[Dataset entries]
######

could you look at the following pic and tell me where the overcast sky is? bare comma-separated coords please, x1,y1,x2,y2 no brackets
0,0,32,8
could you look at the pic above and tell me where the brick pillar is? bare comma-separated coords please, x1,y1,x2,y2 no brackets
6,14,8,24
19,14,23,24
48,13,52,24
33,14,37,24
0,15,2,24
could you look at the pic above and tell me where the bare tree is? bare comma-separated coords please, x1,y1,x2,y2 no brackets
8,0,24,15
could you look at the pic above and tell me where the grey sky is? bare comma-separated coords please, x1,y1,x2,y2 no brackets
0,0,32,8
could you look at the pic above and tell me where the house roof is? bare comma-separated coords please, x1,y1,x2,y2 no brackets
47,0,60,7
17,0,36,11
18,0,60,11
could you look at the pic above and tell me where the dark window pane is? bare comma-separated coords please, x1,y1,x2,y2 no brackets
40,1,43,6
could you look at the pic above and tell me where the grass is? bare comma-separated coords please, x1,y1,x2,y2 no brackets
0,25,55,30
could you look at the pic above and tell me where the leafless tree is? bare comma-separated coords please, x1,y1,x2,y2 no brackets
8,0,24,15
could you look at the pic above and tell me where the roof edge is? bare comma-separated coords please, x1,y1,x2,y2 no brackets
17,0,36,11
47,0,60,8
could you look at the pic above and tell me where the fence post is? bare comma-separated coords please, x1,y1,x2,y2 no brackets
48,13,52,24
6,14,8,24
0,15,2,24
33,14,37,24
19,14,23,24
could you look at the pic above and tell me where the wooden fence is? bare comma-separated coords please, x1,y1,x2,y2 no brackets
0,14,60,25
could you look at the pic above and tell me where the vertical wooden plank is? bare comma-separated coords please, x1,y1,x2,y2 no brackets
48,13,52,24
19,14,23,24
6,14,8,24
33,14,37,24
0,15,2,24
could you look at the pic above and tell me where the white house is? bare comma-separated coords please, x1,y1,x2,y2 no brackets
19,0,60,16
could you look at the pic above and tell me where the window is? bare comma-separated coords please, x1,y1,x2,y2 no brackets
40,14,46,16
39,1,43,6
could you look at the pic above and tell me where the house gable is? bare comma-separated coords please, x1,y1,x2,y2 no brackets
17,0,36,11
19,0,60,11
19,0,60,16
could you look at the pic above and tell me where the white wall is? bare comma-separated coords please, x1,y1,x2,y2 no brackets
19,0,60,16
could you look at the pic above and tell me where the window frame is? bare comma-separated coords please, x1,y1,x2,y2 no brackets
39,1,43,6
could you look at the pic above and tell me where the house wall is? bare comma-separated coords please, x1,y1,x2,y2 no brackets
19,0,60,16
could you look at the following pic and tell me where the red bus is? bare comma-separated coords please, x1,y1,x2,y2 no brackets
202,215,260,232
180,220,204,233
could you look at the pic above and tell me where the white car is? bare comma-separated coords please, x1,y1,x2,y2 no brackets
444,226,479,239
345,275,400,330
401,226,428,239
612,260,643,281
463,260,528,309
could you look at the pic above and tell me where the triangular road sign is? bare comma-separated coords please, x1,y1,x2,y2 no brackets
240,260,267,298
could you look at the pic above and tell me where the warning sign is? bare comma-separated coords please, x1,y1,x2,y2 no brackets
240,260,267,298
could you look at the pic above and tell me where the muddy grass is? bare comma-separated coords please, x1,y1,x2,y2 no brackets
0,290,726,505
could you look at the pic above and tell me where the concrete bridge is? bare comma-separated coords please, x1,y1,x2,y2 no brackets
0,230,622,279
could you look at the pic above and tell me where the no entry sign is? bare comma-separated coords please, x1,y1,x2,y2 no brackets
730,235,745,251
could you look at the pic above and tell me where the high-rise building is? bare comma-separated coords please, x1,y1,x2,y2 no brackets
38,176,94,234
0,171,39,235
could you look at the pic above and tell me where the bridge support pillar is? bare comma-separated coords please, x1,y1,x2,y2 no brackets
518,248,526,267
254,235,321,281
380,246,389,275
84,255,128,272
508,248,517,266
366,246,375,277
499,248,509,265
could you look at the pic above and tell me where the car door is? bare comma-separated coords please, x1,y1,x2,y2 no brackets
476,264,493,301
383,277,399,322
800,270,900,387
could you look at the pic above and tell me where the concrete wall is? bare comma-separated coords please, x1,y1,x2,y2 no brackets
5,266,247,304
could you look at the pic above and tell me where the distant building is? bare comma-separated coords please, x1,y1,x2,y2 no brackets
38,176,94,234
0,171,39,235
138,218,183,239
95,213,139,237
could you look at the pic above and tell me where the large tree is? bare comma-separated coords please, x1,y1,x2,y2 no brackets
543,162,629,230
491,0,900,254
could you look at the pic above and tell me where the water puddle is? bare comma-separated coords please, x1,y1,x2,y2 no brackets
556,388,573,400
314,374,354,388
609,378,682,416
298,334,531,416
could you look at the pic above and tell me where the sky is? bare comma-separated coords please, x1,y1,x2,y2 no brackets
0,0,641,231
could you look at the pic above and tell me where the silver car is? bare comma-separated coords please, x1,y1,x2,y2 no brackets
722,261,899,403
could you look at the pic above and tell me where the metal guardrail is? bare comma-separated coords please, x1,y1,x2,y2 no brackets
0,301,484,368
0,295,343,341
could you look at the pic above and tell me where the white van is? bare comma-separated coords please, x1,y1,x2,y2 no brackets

######

▶ [PROBLEM DETAILS]: An exact copy of every record is required here.

▶ [ANSWER TO THE EXERCISE]:
could you look at the following pic and tell me where the overcast sky is? bare comma-separated coords please, x1,y1,x2,y2 no brackets
0,0,32,8
could you look at the pic above and tell me where the brick pillar is? bare comma-separated coords please, x1,y1,x2,y2 no brackets
6,14,8,24
19,14,23,24
48,13,52,24
33,14,37,24
0,15,2,24
could you look at the pic above and tell me where the bare tree is? bare comma-separated coords please, x1,y1,x2,y2 no brackets
8,0,24,15
could you look at the pic above and tell me where the grey sky is? bare comma-separated coords please, x1,y1,x2,y2 no brackets
0,0,32,8
could you look at the pic above and tell me where the house roof is? bare comma-separated coords please, x1,y1,x2,y2 no brackets
47,0,60,7
17,0,36,11
18,0,60,11
could you look at the pic above and tell me where the dark window pane is? bare comma-separated coords please, x1,y1,x2,y2 no brackets
40,1,43,6
could you look at the pic above and tell me where the grass is? bare comma-separated coords please, x1,y1,x2,y2 no brackets
0,25,55,30
could you look at the pic above and tell me where the leafless tree is? bare comma-separated coords please, x1,y1,x2,y2 no brackets
8,0,24,15
could you look at the pic above and tell me where the roof edge is? bare comma-separated coords please, x1,y1,x2,y2 no brackets
17,0,36,11
47,0,60,8
could you look at the pic above and tell me where the fence post is? bare comma-separated coords please, x1,y1,x2,y2 no brackets
48,13,52,24
6,14,8,24
0,15,2,24
33,14,37,24
19,14,23,24
could you look at the pic above and tell me where the wooden fence is? bare comma-separated coords please, x1,y1,x2,y2 no brackets
0,14,60,25
could you look at the pic above and tell me where the vertical wooden plank is? bare comma-separated coords please, x1,y1,x2,y2 no brackets
48,13,52,24
19,14,23,24
6,14,8,24
33,14,37,24
0,15,2,24
could you look at the pic above and tell me where the white house is? bare comma-separated coords please, x1,y1,x2,y2 no brackets
19,0,60,16
could you look at the pic above and tell me where the window is? bare comma-separated coords please, x1,y1,x2,y2 no brackets
40,14,46,16
39,1,43,6
could you look at the pic above and tell me where the house gable is? bare comma-separated coords please, x1,y1,x2,y2 no brackets
17,0,36,11
19,0,60,11
19,0,60,16
could you look at the pic above and tell me where the white wall is? bare comma-separated coords please, x1,y1,x2,y2 no brackets
19,0,60,16
could you look at the pic above and tell me where the window frame is? bare comma-separated coords please, x1,y1,x2,y2 no brackets
39,1,43,6
could you look at the pic above and tell me where the house wall is? bare comma-separated coords please, x1,y1,x2,y2 no brackets
19,0,60,16
could you look at the following pic and tell me where the red bus is? bare comma-separated coords please, x1,y1,x2,y2 no brackets
202,215,260,232
180,220,204,233
could you look at the pic above and tell me where the white car is? bare comma-separated coords please, x1,y1,x2,y2 no brackets
444,226,479,239
345,275,400,330
401,226,428,239
612,260,643,281
463,260,528,309
could you look at the pic above and tell me where the triangular road sign is? bare comma-separated coords please, x1,y1,x2,y2 no brackets
240,260,267,298
could you look at the pic above and tell me where the warning sign is? bare comma-separated coords please, x1,y1,x2,y2 no brackets
240,260,267,298
could you look at the pic above and tell me where the muddy grass is? bare comma-separated coords please, x1,y1,x2,y2 no brackets
0,290,726,505
could you look at the pic above and tell me where the concrete bridge is? bare comma-separated coords please, x1,y1,x2,y2 no brackets
0,230,622,279
could you look at the pic above and tell me where the no entry sign is? bare comma-separated coords please, x1,y1,x2,y2 no brackets
730,235,745,251
could you look at the pic above and tell me where the high-rise building is? bare comma-separated coords please, x1,y1,x2,y2 no brackets
38,176,94,234
0,171,39,235
could you look at the pic above and tell me where the bridge support pillar is? bare comma-separated coords please, x1,y1,x2,y2 no brackets
518,248,526,267
254,235,321,281
380,246,389,275
84,255,128,272
508,248,517,266
366,246,375,277
499,248,509,265
could you look at the pic above and tell me where the car door is? bare comma-separated coords please, x1,y1,x2,y2 no brackets
476,264,493,301
383,277,399,322
800,270,900,387
could you look at the pic above and tell me where the concrete wall is? bare comma-separated coords please, x1,y1,x2,y2 no brackets
5,266,247,304
could you look at the pic above and tell me where the distant building is? bare comma-separated coords please, x1,y1,x2,y2 no brackets
38,176,94,234
0,171,39,235
138,218,183,239
95,213,139,237
could you look at the pic above and tell me where the large tree is? bare comma-separated coords please, x1,y1,x2,y2 no brackets
543,162,629,230
491,0,900,254
could you look at the pic above and tell me where the water puddle is? bare comma-separated coords please, x1,y1,x2,y2 no brackets
556,388,573,400
314,374,354,388
609,378,682,416
298,334,531,416
could you look at the pic above and tell me where the sky is? bare comma-separated coords please, x1,y1,x2,y2 no brackets
0,0,641,231
could you look at the pic above and tell me where the silver car is? bare comma-separated coords please, x1,y1,x2,y2 no brackets
722,261,899,403
could you look at the pic above and tell me where the metal guardrail is? bare comma-separated coords please, x1,y1,x2,y2 no brackets
0,301,484,368
0,295,343,341
could you look at the pic above and tell me where the white van is? bare comma-separated coords please, x1,y1,x2,y2 no brackets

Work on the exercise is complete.